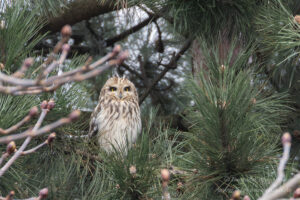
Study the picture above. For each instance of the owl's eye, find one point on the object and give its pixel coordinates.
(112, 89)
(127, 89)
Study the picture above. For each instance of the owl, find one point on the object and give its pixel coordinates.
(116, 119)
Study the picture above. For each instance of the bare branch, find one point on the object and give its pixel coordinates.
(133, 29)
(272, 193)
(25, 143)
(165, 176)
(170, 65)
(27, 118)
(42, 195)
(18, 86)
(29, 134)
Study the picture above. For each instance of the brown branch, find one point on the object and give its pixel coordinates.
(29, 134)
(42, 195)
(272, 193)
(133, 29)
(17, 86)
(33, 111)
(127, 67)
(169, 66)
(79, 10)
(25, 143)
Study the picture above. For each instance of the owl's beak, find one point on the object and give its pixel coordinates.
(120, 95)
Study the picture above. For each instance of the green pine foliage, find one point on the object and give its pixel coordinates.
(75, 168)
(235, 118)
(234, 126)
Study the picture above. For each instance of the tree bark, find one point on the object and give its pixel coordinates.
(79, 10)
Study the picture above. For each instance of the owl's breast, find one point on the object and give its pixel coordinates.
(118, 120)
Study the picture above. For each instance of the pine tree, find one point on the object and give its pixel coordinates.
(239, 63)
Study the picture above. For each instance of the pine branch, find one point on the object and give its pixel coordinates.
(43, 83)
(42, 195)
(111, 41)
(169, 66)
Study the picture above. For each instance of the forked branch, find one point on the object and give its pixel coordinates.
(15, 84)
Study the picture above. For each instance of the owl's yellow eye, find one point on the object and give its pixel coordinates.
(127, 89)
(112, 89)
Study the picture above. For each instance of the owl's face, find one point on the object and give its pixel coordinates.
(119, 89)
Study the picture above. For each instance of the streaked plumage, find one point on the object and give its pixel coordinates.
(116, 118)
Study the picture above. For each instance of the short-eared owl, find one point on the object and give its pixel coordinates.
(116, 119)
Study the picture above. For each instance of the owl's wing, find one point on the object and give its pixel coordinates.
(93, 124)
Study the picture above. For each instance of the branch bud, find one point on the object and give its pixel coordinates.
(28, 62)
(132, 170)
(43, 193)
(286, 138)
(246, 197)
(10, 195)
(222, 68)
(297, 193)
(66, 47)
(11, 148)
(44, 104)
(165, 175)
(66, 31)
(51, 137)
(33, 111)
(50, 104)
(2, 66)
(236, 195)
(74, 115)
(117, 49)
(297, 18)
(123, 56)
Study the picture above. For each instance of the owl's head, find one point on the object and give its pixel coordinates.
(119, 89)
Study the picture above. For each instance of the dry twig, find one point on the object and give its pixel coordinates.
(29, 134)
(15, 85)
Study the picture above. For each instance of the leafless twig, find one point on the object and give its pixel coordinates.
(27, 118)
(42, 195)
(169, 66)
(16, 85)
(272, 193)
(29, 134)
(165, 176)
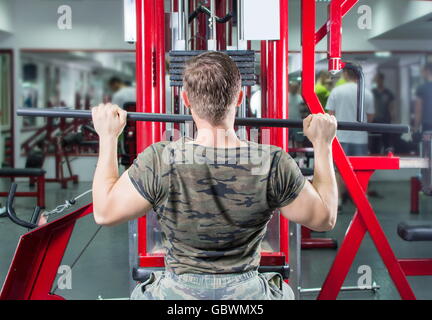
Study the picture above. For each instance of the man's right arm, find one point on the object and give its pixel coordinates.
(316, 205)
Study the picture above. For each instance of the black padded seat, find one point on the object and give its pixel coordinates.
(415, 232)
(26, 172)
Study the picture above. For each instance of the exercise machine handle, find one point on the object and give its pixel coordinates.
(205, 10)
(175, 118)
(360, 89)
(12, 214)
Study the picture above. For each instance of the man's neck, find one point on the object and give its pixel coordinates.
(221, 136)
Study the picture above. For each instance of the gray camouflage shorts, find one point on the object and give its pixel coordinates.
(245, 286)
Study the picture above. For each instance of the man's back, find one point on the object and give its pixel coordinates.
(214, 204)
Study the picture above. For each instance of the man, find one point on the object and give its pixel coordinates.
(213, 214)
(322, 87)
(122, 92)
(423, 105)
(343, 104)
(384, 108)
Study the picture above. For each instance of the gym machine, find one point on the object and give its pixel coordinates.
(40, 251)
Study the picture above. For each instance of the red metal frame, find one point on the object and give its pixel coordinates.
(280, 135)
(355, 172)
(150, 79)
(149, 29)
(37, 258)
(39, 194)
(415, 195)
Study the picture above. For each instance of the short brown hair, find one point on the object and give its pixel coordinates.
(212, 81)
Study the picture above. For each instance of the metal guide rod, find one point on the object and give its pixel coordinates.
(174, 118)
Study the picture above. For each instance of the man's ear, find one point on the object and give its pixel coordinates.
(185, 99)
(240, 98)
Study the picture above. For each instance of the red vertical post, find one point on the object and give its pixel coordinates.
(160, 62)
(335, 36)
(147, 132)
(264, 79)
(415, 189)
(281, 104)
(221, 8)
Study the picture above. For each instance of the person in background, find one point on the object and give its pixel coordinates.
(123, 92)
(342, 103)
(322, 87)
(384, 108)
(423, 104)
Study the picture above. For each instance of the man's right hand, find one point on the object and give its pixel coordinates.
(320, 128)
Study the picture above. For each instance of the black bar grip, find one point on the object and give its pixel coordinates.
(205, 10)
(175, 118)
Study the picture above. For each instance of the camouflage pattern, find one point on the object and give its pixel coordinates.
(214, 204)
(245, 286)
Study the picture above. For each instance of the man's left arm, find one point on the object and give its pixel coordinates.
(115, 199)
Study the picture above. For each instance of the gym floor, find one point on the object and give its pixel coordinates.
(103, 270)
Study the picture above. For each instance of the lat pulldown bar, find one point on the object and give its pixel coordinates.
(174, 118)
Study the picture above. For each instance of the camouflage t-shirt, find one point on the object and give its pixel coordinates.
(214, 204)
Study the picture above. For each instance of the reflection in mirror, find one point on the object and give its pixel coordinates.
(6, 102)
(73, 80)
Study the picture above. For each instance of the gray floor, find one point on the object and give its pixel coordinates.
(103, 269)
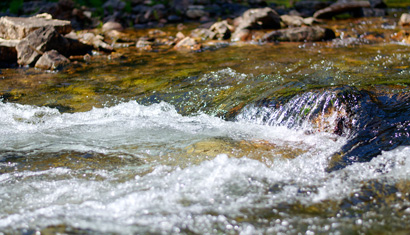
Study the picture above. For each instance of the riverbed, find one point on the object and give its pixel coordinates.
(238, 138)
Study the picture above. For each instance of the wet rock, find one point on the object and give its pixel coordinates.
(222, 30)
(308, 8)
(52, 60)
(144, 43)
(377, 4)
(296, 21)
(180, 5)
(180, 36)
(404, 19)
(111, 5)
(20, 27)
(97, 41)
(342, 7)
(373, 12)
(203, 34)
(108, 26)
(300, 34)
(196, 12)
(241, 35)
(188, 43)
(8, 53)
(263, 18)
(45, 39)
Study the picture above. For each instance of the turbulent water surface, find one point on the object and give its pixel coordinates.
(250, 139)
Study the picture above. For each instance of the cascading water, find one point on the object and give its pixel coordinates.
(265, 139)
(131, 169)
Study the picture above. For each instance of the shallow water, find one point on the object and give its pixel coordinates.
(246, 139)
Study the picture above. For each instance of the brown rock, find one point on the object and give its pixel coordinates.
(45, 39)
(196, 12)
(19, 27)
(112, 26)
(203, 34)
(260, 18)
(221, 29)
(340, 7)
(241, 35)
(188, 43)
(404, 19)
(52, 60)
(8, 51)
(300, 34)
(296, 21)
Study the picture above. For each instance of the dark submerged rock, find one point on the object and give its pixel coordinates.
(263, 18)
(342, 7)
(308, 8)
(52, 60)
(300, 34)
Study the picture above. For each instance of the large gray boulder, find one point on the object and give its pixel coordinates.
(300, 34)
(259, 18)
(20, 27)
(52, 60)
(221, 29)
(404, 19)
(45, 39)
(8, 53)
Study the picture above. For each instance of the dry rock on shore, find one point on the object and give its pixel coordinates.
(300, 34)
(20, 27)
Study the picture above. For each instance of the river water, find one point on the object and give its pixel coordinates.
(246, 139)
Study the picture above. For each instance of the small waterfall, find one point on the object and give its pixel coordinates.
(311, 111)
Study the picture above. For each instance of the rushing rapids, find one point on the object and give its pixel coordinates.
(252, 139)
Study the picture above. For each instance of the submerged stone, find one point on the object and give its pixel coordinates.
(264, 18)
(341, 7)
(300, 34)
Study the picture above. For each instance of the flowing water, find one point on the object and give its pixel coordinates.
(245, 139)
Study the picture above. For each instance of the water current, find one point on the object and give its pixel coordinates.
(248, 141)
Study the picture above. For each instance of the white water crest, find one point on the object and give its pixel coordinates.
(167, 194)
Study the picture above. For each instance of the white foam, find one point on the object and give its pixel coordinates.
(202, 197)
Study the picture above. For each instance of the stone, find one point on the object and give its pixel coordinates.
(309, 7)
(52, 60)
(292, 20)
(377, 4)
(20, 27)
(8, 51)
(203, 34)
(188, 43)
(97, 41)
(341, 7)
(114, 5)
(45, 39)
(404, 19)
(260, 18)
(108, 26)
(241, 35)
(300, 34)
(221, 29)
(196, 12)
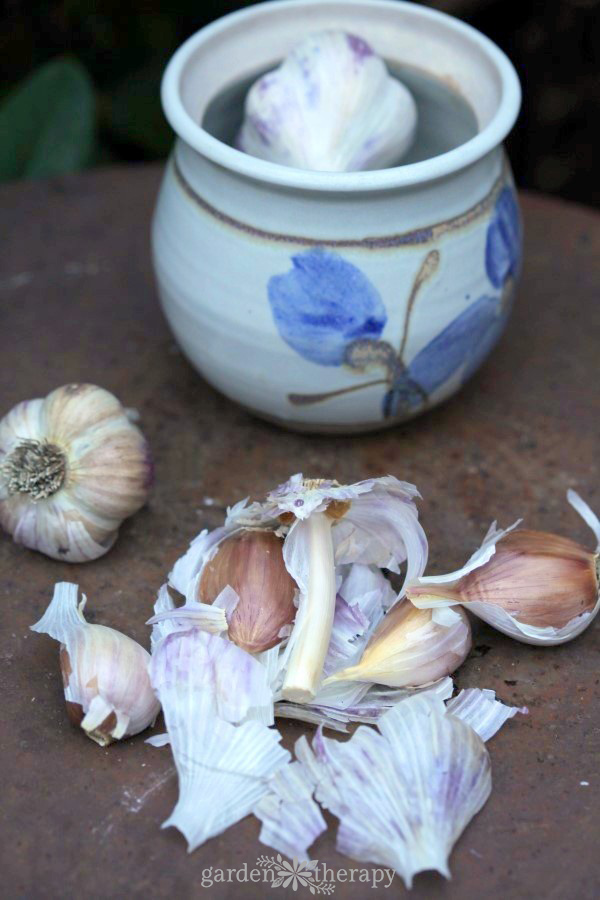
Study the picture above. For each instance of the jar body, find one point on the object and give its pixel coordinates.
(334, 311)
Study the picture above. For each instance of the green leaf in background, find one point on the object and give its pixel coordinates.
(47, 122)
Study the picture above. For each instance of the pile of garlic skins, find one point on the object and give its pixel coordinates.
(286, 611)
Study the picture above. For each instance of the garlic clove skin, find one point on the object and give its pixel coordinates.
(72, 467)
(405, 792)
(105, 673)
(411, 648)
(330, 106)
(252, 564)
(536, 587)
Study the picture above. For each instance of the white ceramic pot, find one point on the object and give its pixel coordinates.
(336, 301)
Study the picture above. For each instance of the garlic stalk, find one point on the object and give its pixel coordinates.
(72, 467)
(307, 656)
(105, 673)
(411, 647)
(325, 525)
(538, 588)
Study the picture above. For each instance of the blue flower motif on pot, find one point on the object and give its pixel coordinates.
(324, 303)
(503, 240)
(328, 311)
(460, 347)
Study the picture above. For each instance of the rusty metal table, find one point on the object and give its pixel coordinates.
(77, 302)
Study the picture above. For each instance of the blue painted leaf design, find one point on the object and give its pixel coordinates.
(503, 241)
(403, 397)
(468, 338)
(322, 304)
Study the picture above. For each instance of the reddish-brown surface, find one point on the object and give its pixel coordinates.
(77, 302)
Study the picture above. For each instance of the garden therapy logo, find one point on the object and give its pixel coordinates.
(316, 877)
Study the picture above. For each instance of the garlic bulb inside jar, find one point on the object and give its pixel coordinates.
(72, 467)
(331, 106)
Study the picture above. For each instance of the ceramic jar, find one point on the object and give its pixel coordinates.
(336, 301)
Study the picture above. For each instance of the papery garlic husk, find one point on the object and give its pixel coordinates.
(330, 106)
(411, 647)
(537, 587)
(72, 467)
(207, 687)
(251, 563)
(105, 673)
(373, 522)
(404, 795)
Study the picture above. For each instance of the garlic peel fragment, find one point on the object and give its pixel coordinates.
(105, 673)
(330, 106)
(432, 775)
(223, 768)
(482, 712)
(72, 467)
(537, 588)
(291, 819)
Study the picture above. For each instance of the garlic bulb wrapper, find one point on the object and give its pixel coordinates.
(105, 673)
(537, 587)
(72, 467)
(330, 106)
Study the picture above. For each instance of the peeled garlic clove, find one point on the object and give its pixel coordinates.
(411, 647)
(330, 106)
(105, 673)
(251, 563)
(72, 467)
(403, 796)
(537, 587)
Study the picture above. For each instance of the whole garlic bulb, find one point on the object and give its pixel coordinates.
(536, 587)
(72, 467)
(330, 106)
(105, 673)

_ _ _ _

### The task
Take the line with "Study the picture above. For each instance of the reddish-brown" and all lines after it through the end of the records, and write them out exactly; include nothing else.

### Output for this exercise
Study the picture above. For each instance of the reddish-brown surface, find one point on the object and give its pixel coordinates.
(77, 302)
Study the picture above. For each instance of the garden therapy logo, find one point on the object and give its pixel coordinates.
(316, 877)
Study the picture above. For each instance of the garlic bulb inside jar, find one point on the object and give its pixel coordinates.
(72, 467)
(331, 106)
Study the picture above. For each instance of the ceramic jar, find one point on the object and give its pixel coordinates.
(336, 301)
Study the picture above. For each instance of the papery garlic husk, find one point on the object and give its pixel coordinates.
(330, 106)
(411, 647)
(537, 587)
(72, 467)
(207, 687)
(251, 563)
(105, 673)
(373, 522)
(404, 795)
Study the picture above. For each instance of the garlic peel fragment, find one point on the object and give its pixel coordinates.
(105, 673)
(330, 106)
(432, 775)
(223, 768)
(482, 712)
(72, 467)
(537, 588)
(291, 819)
Study the picture above. For each instance of the garlic bulb wrapper, find one point on the object and give its pixel coordinates.
(105, 673)
(537, 587)
(72, 467)
(330, 106)
Study the picture above. For each instance of the peeled garlic clove, find one point on the object and give its pixel coordinates.
(411, 647)
(330, 106)
(105, 673)
(251, 563)
(72, 467)
(403, 796)
(537, 587)
Study the picture above. For each instance of the whole garlic bulb, find one point on the object and give its pixel coordinates.
(536, 587)
(72, 467)
(330, 106)
(105, 673)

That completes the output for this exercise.